--- Begin ---

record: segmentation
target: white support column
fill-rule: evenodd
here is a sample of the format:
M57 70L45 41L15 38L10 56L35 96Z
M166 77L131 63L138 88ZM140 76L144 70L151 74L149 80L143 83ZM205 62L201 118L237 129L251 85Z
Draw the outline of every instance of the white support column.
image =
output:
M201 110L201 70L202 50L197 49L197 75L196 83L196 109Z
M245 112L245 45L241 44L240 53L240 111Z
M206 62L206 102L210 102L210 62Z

--- End ---

### WRITTEN PROBLEM
Reproduce every line of the records above verbatim, with nothing altered, added, or left out.

### THE REPLY
record: segmentation
target: white support column
fill-rule: evenodd
here is a sample of the format:
M57 70L45 41L15 38L10 56L35 96Z
M166 77L131 63L138 88ZM140 76L144 70L151 74L149 80L143 83ZM205 62L201 118L237 129L251 85Z
Draw the outline of every instance of the white support column.
image =
output:
M201 110L201 70L202 50L197 49L197 75L196 83L196 109Z
M245 112L245 45L241 44L240 53L240 111Z
M206 62L206 102L210 102L210 62Z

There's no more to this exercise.